> [WHAT YOU NEED TO DO] Copy the listing below word for word, starting at the line that contains "Mark the innermost point of each instance of the traffic" and ending with the last line of the listing.

▬▬▬▬▬▬▬▬▬▬

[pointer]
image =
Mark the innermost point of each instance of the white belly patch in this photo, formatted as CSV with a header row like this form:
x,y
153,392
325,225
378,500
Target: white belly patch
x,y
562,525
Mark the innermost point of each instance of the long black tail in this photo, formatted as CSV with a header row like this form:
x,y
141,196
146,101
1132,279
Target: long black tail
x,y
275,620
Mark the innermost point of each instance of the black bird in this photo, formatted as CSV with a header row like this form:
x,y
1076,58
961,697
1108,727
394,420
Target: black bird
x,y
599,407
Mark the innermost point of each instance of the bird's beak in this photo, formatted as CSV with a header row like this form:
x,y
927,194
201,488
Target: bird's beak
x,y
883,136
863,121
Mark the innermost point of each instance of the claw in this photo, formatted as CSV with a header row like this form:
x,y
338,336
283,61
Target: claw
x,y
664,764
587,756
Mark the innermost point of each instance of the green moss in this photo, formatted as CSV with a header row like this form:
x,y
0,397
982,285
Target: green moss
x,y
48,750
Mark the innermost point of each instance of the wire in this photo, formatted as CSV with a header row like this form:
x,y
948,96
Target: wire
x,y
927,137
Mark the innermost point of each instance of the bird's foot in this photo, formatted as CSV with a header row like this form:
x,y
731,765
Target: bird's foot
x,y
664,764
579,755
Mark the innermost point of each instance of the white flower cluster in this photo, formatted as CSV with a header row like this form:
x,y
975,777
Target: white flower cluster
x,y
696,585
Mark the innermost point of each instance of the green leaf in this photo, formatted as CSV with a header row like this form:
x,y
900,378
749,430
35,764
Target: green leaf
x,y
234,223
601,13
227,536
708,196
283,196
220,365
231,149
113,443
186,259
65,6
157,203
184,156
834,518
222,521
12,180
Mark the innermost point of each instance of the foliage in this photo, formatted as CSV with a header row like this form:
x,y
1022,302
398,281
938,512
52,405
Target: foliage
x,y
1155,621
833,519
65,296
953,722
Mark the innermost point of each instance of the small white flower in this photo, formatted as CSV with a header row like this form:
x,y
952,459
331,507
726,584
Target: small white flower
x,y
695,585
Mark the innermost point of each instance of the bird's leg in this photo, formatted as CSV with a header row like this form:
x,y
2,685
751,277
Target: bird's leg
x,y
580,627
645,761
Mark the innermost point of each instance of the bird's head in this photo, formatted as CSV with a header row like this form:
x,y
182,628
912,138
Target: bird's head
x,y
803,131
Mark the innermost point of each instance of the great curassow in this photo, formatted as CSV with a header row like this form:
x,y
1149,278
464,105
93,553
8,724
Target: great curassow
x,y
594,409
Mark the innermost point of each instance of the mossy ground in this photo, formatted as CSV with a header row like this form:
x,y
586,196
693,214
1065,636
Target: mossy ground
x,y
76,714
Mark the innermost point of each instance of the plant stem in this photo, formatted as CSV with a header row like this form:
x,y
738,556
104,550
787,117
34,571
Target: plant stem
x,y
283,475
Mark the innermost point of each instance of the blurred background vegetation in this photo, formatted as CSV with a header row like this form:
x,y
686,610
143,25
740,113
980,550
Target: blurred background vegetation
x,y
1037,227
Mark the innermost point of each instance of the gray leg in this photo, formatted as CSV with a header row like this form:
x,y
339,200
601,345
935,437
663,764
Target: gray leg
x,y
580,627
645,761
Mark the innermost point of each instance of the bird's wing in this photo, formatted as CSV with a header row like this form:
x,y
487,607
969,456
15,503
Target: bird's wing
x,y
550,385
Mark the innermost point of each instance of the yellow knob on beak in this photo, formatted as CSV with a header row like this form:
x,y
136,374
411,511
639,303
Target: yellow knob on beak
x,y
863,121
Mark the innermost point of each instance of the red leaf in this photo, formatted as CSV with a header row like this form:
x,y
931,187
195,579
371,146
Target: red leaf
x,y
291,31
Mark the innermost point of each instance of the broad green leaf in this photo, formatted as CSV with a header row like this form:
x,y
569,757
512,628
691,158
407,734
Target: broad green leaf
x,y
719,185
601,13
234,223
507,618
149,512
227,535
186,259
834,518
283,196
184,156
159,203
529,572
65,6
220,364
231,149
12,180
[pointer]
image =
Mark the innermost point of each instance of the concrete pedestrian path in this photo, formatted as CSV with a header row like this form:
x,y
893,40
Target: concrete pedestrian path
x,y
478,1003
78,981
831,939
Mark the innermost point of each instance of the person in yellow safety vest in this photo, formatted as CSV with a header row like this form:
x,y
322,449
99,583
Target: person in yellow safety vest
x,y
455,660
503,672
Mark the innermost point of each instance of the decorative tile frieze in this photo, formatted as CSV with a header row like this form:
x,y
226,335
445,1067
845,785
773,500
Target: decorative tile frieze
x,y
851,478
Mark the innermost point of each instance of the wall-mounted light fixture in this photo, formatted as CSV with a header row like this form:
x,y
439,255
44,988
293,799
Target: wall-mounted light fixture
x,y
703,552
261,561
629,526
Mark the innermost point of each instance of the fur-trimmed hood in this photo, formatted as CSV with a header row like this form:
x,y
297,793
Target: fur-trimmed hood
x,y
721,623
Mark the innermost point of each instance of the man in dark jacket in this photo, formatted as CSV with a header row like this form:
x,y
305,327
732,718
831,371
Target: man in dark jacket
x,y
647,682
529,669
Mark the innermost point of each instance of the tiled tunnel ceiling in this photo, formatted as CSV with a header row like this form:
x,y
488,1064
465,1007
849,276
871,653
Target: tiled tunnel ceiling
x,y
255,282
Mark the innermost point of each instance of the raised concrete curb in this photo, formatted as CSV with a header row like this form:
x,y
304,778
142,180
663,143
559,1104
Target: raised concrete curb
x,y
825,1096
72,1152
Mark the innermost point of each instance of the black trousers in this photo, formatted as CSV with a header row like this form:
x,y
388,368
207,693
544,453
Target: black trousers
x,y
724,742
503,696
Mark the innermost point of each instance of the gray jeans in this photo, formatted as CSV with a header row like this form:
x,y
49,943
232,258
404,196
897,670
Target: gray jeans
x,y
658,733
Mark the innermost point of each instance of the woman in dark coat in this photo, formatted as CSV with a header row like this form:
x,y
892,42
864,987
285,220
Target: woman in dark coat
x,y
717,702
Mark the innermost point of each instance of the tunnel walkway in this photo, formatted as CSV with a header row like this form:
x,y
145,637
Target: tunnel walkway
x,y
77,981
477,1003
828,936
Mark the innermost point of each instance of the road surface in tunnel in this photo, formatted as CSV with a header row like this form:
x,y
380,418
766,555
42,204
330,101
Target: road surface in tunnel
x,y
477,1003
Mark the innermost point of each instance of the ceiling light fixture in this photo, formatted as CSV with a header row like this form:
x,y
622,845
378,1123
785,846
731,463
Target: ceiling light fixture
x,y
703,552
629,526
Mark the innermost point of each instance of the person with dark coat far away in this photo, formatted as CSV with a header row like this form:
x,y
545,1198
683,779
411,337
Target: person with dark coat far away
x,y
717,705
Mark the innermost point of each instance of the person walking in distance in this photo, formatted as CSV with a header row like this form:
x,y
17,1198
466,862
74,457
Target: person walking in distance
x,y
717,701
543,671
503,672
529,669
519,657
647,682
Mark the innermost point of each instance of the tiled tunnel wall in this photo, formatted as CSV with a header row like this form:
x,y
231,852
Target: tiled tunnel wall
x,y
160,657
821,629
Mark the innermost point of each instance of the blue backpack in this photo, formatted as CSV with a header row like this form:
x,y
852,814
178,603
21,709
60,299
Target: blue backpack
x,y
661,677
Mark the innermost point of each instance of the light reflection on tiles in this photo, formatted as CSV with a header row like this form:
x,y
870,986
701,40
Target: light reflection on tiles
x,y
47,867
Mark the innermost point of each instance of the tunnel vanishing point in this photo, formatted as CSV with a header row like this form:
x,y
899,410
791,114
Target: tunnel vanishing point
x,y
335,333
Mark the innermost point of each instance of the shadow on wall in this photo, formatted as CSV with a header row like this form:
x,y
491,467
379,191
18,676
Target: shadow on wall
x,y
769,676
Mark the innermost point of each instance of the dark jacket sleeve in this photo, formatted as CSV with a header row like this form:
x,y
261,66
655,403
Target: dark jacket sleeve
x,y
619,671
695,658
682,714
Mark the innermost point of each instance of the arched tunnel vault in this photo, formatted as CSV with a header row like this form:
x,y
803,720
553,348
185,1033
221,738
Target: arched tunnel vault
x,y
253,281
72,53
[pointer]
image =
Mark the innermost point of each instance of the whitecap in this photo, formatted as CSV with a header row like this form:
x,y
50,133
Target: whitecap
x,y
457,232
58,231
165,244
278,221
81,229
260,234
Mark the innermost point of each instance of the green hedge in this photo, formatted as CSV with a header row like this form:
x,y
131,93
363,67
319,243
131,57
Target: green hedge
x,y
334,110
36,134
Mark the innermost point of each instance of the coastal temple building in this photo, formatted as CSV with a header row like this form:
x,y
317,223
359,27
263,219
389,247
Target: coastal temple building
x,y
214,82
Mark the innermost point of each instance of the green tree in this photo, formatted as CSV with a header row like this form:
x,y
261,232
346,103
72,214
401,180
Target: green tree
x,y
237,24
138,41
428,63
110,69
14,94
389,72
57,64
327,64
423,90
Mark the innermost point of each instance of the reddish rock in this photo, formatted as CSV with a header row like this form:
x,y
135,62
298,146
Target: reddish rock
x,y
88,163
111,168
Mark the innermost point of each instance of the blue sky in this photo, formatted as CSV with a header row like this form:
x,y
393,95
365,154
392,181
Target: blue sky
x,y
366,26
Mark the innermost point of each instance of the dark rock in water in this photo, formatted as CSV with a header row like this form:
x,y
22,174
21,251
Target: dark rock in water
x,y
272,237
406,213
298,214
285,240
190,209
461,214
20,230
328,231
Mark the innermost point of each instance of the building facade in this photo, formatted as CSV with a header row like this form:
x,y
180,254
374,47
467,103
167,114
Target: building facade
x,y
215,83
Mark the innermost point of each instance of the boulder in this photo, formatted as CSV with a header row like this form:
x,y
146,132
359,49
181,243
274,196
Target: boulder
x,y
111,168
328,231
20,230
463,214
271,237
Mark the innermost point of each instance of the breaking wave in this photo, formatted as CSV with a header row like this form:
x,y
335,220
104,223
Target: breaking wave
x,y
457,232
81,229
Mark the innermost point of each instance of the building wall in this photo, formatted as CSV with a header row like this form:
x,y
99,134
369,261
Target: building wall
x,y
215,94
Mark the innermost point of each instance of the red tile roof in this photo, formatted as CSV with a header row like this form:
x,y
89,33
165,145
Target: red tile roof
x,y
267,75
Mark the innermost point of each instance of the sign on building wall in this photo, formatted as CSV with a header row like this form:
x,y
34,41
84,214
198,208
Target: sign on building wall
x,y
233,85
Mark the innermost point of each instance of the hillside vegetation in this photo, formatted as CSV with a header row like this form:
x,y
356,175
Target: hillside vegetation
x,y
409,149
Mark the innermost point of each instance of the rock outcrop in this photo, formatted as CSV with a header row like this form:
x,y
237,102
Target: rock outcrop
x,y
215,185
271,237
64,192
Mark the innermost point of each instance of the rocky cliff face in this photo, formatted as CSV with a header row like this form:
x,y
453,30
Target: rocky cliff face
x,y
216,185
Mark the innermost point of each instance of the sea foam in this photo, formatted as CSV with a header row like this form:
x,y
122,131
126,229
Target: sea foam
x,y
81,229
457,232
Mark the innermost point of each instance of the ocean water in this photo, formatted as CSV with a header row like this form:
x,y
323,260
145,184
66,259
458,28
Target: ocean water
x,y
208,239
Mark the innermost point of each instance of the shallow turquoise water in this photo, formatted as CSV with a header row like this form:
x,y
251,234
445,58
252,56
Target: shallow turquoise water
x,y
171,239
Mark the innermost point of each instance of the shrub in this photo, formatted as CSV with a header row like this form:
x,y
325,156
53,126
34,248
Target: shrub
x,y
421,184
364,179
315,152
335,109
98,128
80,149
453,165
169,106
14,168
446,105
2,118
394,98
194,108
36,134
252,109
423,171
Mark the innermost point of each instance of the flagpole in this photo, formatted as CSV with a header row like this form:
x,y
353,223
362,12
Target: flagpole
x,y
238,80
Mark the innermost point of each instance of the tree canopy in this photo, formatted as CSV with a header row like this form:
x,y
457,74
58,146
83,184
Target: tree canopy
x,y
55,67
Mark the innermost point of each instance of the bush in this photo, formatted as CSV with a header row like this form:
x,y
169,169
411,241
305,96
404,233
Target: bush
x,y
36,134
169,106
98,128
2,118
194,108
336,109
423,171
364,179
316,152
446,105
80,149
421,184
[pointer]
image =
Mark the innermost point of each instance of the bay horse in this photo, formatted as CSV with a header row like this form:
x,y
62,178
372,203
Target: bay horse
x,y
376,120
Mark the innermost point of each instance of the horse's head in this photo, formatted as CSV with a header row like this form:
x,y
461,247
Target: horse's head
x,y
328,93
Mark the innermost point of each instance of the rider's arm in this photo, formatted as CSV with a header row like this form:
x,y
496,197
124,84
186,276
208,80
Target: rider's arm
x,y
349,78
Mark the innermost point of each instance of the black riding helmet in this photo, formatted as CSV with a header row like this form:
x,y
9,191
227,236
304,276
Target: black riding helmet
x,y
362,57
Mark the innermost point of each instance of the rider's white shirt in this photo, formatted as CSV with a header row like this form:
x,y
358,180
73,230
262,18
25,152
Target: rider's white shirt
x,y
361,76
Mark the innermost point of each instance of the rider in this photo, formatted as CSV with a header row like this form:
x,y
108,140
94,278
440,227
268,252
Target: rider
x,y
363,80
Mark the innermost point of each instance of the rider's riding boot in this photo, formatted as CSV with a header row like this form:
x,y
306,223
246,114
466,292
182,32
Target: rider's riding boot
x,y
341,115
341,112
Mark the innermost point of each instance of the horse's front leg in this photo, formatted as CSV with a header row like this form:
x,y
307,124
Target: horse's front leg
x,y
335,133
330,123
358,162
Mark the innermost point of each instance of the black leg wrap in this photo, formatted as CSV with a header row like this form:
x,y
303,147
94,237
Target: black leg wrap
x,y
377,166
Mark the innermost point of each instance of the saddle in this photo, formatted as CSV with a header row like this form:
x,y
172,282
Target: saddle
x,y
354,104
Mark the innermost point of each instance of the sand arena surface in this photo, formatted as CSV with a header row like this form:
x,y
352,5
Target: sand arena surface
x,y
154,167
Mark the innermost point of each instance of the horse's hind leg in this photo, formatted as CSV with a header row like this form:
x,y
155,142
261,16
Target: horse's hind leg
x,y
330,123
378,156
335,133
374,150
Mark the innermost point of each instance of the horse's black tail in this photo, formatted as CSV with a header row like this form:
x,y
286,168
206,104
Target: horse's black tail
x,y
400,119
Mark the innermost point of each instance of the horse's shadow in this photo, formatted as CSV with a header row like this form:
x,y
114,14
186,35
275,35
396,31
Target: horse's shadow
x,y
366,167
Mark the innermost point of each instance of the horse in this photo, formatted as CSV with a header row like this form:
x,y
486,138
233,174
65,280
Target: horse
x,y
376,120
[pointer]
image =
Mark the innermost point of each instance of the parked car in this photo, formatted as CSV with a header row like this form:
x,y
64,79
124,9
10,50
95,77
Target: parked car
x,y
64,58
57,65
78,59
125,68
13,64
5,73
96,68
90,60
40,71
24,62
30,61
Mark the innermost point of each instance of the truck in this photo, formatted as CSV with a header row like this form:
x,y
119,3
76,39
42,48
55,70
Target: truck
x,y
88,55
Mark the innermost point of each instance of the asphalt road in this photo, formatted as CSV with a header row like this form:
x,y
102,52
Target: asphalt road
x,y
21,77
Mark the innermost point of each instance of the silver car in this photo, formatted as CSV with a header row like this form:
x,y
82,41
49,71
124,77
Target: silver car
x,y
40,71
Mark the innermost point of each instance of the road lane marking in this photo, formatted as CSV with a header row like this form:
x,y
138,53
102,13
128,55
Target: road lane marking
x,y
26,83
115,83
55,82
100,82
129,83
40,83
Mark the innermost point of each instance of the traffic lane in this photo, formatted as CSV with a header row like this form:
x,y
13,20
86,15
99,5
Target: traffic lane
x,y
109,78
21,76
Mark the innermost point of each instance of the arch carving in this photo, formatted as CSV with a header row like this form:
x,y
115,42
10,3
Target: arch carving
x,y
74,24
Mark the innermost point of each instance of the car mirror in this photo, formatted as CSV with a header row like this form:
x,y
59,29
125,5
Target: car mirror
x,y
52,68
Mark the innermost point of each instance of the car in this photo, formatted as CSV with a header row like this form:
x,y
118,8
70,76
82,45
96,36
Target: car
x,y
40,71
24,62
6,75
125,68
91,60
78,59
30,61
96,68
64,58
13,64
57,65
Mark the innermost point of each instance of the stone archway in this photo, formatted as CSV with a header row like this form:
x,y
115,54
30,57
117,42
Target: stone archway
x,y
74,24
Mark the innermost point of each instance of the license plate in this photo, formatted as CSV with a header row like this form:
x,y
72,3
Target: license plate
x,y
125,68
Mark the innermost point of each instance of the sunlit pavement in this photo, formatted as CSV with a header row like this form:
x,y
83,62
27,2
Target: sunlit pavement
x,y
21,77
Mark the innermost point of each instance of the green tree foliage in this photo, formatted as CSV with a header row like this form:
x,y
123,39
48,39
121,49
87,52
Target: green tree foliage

▬▬▬▬▬▬▬▬▬▬

> [COMPLETED TASK]
Mark the innermost point of each instance of the traffic lane in this photo, formatted as CSV with a header row like this form:
x,y
13,20
86,15
99,5
Target: traffic lane
x,y
109,78
21,76
Mark the innermost point of each instance of the arch carving in this photo, formatted as CSV with a header row like this form:
x,y
115,42
10,3
Target: arch carving
x,y
74,24
Mark the innermost point of each instance of the car mirror in this photo, formatted as CSV with a header row like this form:
x,y
59,29
125,5
Target: car mirror
x,y
52,68
Mark the innermost point of each instance of the car in this photo, formatted as CSV with a header row like this form:
x,y
118,8
70,76
82,45
96,36
Target: car
x,y
40,71
24,62
6,75
125,68
91,60
78,59
30,61
96,68
64,58
13,64
57,65
Mark the innermost point of each instance of the stone archway in this photo, formatted as CSV with a header row like this form:
x,y
115,54
30,57
117,42
Target: stone archway
x,y
74,24
Mark the innermost point of each instance of the license plate in this photo, formatted as CSV with a header row like this form:
x,y
72,3
Target: license plate
x,y
125,68
Mark the innermost point of each instance of the sunlit pavement in this photo, formatted as CSV with a header row like this form:
x,y
83,62
27,2
Target: sunlit pavement
x,y
21,77
Mark the innermost point of each instance of the green tree foliage in this photo, formatted as CSV with a header row like this form:
x,y
123,39
48,39
121,49
87,52
Target: green tree foliage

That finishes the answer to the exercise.